What the task asks
Produce an exact transcription of the listing below, omitting the pictures.

Entries taken from a collection
## begin
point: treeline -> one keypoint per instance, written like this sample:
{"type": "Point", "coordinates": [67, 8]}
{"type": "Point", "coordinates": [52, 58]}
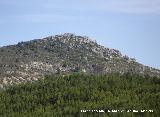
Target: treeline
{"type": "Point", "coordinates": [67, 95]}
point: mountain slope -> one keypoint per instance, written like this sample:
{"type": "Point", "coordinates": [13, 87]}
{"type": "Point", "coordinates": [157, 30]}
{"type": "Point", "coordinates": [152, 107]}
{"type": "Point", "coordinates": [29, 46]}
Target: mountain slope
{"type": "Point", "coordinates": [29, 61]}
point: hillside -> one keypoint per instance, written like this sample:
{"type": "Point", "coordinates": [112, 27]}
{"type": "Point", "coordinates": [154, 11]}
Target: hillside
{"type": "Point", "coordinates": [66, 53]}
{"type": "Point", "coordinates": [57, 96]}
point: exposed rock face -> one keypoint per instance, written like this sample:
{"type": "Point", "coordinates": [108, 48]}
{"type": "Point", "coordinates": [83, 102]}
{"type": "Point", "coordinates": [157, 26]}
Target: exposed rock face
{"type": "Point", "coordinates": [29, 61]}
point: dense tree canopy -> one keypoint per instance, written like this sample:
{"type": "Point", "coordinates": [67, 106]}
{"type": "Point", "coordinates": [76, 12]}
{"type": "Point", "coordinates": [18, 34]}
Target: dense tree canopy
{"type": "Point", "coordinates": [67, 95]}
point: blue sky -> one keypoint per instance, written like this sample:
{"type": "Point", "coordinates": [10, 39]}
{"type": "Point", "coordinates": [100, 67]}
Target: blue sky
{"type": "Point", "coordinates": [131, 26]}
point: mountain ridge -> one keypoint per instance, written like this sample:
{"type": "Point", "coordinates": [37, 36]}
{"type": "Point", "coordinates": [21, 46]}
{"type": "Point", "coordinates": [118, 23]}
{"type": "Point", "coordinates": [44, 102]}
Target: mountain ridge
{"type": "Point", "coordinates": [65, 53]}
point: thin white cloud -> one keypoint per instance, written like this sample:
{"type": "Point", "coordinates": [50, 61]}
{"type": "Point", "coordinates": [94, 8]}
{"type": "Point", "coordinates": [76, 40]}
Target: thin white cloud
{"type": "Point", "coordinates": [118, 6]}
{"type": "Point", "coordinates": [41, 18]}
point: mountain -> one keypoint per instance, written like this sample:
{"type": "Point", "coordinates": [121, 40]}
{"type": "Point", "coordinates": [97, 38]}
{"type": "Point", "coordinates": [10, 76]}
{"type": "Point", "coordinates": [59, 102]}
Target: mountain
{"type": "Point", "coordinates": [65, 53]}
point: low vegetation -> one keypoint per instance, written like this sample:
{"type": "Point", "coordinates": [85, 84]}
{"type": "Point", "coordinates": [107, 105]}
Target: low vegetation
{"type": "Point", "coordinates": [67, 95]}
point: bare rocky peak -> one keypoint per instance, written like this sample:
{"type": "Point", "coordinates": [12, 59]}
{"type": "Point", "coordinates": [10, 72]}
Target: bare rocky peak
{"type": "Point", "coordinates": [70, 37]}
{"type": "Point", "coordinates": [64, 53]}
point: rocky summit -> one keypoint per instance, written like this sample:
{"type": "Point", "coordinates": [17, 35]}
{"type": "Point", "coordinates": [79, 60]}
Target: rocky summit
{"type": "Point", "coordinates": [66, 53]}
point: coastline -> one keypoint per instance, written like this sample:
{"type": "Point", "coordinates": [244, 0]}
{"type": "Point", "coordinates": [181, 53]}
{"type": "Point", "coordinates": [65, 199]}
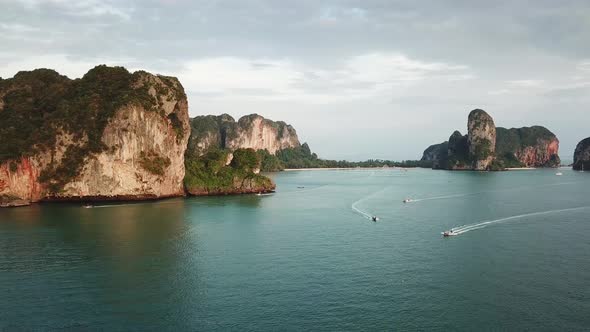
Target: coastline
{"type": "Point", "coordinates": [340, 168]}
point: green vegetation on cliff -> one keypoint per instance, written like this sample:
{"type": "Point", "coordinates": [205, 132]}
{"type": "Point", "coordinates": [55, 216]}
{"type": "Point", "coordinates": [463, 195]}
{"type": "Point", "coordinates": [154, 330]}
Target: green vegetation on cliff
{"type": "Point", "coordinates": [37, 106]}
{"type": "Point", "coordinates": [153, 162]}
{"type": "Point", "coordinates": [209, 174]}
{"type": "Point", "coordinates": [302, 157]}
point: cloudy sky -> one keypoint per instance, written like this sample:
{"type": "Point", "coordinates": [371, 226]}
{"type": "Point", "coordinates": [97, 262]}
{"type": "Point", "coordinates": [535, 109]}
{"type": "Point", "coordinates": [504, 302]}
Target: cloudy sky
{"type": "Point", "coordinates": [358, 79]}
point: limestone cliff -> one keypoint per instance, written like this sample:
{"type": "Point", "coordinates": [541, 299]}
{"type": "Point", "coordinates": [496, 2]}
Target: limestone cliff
## end
Response to this task
point: treeline -> one keypoint per instance, written like this sample:
{"type": "Point", "coordinates": [67, 8]}
{"type": "Point", "coordinates": [52, 58]}
Target: treeline
{"type": "Point", "coordinates": [67, 95]}
point: mountain slope -> one keypoint per instance, written like this sample:
{"type": "Point", "coordinates": [13, 87]}
{"type": "Point", "coordinates": [157, 30]}
{"type": "Point", "coordinates": [152, 107]}
{"type": "Point", "coordinates": [29, 46]}
Target: mountain slope
{"type": "Point", "coordinates": [29, 61]}
point: hillside -> one keypoint per instance, written like this sample:
{"type": "Point", "coordinates": [112, 27]}
{"type": "Point", "coordinates": [154, 11]}
Target: hillside
{"type": "Point", "coordinates": [66, 53]}
{"type": "Point", "coordinates": [57, 96]}
point: exposed rock face -> one keypoint per instance, written like this sample:
{"type": "Point", "coordinates": [108, 48]}
{"type": "Point", "coordinates": [83, 102]}
{"type": "Point", "coordinates": [157, 26]}
Target: exposed rock face
{"type": "Point", "coordinates": [29, 61]}
point: dense tree canopy -> one keypoint per instance, written like this sample:
{"type": "Point", "coordinates": [67, 106]}
{"type": "Point", "coordinates": [76, 12]}
{"type": "Point", "coordinates": [18, 34]}
Target: dense tree canopy
{"type": "Point", "coordinates": [67, 95]}
point: blue sky -> one keypoint per instance, written like this sample:
{"type": "Point", "coordinates": [10, 39]}
{"type": "Point", "coordinates": [100, 67]}
Target: blue sky
{"type": "Point", "coordinates": [131, 26]}
point: mountain ridge -> one keypoint per instance, written like this sample:
{"type": "Point", "coordinates": [37, 36]}
{"type": "Point", "coordinates": [21, 46]}
{"type": "Point", "coordinates": [118, 23]}
{"type": "Point", "coordinates": [44, 102]}
Target: mountain ridge
{"type": "Point", "coordinates": [65, 53]}
point: thin white cloud -> one keypoint per instance, written like this sample:
{"type": "Point", "coordinates": [50, 61]}
{"type": "Point", "coordinates": [94, 8]}
{"type": "Point", "coordinates": [76, 40]}
Target: thin white cloud
{"type": "Point", "coordinates": [118, 6]}
{"type": "Point", "coordinates": [41, 18]}
point: mountain -> one keypoint per instance, written like this sample:
{"type": "Point", "coordinates": [121, 40]}
{"type": "Point", "coordinates": [97, 38]}
{"type": "Point", "coordinates": [10, 76]}
{"type": "Point", "coordinates": [59, 102]}
Target: mountain
{"type": "Point", "coordinates": [65, 53]}
point: low vegetation -> one keypoint per instance, written like this sample:
{"type": "Point", "coordinates": [85, 84]}
{"type": "Point", "coordinates": [107, 105]}
Target: low vegetation
{"type": "Point", "coordinates": [67, 95]}
point: bare rocky peak -> one keypoint per instance, written like this sample:
{"type": "Point", "coordinates": [12, 59]}
{"type": "Point", "coordinates": [10, 72]}
Target: bare rocky peak
{"type": "Point", "coordinates": [70, 37]}
{"type": "Point", "coordinates": [64, 53]}
point: rocky summit -> one keypoint per instance, written like this sample:
{"type": "Point", "coordinates": [17, 35]}
{"type": "Point", "coordinates": [79, 60]}
Target: rocky summit
{"type": "Point", "coordinates": [66, 53]}
point: coastline -> one keypoint per instance, written like this sample:
{"type": "Point", "coordinates": [244, 0]}
{"type": "Point", "coordinates": [181, 53]}
{"type": "Point", "coordinates": [65, 199]}
Target: coastline
{"type": "Point", "coordinates": [340, 168]}
point: green vegetation on cliff -> one keypoint per instance, written like this sample:
{"type": "Point", "coordinates": [205, 132]}
{"type": "Point", "coordinates": [55, 216]}
{"type": "Point", "coordinates": [463, 195]}
{"type": "Point", "coordinates": [154, 330]}
Target: green vegetation on cliff
{"type": "Point", "coordinates": [37, 106]}
{"type": "Point", "coordinates": [153, 162]}
{"type": "Point", "coordinates": [209, 174]}
{"type": "Point", "coordinates": [302, 157]}
point: cloudy sky -> one keypoint per instance, written like this sample:
{"type": "Point", "coordinates": [371, 226]}
{"type": "Point", "coordinates": [97, 262]}
{"type": "Point", "coordinates": [535, 109]}
{"type": "Point", "coordinates": [504, 302]}
Target: cloudy sky
{"type": "Point", "coordinates": [358, 79]}
point: limestone cliff -> one keypoint per instance, written like this sample:
{"type": "Point", "coordinates": [541, 299]}
{"type": "Point", "coordinates": [496, 2]}
Target: limestone cliff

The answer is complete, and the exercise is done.